> WHAT TO PRODUCE
In the data below, which lines hold the word "cloud"? Copy them.

> RECORDS SHOWN
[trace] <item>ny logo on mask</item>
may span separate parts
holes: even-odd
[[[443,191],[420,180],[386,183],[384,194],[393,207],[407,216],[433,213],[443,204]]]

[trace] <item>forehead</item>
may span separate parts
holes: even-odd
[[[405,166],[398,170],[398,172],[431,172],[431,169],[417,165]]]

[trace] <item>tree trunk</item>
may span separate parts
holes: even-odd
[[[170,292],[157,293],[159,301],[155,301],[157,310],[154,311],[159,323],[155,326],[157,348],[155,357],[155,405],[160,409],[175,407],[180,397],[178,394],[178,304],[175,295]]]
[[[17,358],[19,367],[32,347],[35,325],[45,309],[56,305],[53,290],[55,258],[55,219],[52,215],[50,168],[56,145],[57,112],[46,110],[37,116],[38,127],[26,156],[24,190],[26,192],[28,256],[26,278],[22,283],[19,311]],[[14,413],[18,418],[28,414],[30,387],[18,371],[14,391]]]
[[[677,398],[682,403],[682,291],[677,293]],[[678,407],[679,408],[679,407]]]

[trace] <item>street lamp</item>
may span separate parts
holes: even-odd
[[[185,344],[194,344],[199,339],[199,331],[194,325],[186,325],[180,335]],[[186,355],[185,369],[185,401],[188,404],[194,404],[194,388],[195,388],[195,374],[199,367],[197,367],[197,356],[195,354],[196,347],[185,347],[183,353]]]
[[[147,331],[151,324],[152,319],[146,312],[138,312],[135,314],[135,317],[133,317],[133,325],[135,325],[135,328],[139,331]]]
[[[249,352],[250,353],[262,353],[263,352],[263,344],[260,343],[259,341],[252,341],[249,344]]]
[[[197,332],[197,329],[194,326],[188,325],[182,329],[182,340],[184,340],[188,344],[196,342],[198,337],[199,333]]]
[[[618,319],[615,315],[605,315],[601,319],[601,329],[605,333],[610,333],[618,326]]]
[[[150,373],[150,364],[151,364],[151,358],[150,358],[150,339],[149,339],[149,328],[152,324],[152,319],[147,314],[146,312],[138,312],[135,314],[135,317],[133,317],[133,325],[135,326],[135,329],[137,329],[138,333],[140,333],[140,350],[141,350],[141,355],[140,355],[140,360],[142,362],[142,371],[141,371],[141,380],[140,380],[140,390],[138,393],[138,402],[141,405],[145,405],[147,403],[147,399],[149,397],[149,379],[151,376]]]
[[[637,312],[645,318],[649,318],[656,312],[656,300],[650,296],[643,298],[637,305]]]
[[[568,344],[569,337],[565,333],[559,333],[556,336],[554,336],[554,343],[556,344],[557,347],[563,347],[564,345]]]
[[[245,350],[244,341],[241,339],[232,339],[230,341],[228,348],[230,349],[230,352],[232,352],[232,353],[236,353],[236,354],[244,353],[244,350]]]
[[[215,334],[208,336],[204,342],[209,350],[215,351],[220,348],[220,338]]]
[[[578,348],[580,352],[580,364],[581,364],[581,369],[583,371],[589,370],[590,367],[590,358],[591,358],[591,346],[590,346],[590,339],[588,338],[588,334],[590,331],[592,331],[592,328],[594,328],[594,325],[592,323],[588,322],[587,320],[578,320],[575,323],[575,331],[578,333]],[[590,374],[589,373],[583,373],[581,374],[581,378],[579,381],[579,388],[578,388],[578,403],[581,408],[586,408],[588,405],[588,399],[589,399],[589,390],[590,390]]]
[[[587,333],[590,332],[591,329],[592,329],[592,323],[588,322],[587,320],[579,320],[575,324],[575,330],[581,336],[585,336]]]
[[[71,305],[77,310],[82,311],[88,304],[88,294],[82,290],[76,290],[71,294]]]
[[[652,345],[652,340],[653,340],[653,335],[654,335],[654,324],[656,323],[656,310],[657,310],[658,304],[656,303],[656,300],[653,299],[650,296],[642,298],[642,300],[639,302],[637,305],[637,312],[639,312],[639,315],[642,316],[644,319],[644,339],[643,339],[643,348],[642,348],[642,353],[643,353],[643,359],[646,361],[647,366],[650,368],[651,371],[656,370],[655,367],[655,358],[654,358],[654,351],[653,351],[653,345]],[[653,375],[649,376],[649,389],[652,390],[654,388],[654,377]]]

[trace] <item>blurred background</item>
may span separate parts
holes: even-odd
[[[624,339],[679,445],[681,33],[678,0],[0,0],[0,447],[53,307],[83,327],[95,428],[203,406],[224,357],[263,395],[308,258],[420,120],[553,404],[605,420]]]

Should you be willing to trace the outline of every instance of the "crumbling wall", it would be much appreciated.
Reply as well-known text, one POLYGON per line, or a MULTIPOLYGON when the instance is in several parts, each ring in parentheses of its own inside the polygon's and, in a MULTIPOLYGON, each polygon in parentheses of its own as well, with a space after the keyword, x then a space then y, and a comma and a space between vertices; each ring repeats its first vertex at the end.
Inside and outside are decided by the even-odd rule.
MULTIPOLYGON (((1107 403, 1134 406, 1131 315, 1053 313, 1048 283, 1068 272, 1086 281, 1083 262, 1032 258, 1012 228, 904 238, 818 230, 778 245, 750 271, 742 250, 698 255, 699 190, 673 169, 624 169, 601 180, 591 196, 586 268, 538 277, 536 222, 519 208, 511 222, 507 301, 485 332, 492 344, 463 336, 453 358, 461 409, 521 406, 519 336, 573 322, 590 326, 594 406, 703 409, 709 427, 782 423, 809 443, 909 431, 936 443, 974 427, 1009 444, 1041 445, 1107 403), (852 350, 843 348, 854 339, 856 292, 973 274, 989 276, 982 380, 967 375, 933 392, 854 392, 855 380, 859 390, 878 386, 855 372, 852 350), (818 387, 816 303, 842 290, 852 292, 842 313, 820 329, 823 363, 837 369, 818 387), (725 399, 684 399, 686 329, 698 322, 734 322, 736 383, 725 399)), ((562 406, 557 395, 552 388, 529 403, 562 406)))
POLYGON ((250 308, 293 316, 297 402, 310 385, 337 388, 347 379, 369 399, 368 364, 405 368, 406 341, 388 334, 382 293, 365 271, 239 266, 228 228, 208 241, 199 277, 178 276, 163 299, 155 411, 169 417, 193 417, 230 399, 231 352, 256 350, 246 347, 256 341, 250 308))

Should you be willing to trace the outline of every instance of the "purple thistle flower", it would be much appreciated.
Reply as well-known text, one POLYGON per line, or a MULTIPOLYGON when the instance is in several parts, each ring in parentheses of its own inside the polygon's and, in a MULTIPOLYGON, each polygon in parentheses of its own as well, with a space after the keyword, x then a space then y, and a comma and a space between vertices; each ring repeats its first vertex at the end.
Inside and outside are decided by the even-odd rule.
--
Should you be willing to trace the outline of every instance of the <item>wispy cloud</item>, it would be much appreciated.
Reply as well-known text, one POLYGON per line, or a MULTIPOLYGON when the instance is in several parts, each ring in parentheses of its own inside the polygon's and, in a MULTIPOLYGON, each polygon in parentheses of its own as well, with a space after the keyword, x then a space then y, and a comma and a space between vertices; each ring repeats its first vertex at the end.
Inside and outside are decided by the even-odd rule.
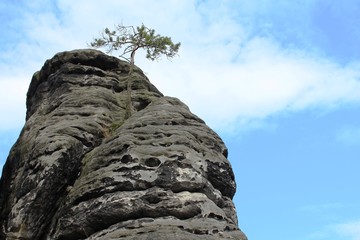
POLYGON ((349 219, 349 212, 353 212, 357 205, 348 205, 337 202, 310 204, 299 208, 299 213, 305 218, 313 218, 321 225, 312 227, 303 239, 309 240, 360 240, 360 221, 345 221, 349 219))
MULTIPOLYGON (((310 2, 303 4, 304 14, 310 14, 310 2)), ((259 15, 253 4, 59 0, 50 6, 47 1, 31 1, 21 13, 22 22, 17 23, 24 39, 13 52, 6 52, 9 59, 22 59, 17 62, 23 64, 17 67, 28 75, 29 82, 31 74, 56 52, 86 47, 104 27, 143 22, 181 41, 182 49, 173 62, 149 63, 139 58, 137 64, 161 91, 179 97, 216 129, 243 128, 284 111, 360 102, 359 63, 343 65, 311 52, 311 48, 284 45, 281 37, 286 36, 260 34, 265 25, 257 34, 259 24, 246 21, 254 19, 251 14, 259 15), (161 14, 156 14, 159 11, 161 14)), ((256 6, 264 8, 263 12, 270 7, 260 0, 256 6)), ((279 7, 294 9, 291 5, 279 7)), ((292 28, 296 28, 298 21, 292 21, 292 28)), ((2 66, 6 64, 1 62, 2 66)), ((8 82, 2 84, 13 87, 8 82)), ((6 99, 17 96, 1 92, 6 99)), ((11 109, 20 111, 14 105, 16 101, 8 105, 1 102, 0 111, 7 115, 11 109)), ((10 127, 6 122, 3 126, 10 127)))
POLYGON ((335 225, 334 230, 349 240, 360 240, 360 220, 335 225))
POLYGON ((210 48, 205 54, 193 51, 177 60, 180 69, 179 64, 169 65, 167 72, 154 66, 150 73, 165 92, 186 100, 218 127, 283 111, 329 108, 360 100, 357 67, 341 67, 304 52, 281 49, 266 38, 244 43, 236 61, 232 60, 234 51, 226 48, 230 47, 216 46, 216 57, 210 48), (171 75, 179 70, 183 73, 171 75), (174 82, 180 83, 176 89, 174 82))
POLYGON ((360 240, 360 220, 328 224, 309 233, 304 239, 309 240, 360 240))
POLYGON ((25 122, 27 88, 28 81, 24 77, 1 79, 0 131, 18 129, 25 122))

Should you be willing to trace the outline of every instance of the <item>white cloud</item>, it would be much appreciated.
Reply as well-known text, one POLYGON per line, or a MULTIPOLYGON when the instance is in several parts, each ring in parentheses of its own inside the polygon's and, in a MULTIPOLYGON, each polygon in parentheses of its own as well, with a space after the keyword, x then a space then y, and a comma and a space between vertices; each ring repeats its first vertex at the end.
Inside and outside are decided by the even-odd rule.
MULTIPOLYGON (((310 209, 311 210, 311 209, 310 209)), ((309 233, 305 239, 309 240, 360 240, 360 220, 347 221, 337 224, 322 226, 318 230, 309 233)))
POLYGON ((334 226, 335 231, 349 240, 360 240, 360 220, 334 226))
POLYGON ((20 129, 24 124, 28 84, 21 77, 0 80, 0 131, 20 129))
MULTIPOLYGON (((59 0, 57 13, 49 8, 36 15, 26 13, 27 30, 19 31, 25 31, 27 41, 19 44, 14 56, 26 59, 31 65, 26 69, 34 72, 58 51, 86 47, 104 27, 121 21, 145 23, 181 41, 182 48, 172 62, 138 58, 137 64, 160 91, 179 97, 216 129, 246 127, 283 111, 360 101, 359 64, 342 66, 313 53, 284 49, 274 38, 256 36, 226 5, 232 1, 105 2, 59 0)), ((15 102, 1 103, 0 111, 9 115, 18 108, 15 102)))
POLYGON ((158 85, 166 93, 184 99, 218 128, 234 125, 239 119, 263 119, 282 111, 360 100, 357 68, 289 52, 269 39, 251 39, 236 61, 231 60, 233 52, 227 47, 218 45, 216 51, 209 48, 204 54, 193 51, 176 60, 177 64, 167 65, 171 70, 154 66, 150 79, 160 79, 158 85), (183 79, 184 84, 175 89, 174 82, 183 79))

> SOLUTION FOR THIS PROBLEM
Should you be willing to trace the outline of every instance of the <item>wispy cloud</item>, it would be much appreciated.
Should you be willing to trace the outline of every instance of the <item>white cloud</item>, it would be much appreciated.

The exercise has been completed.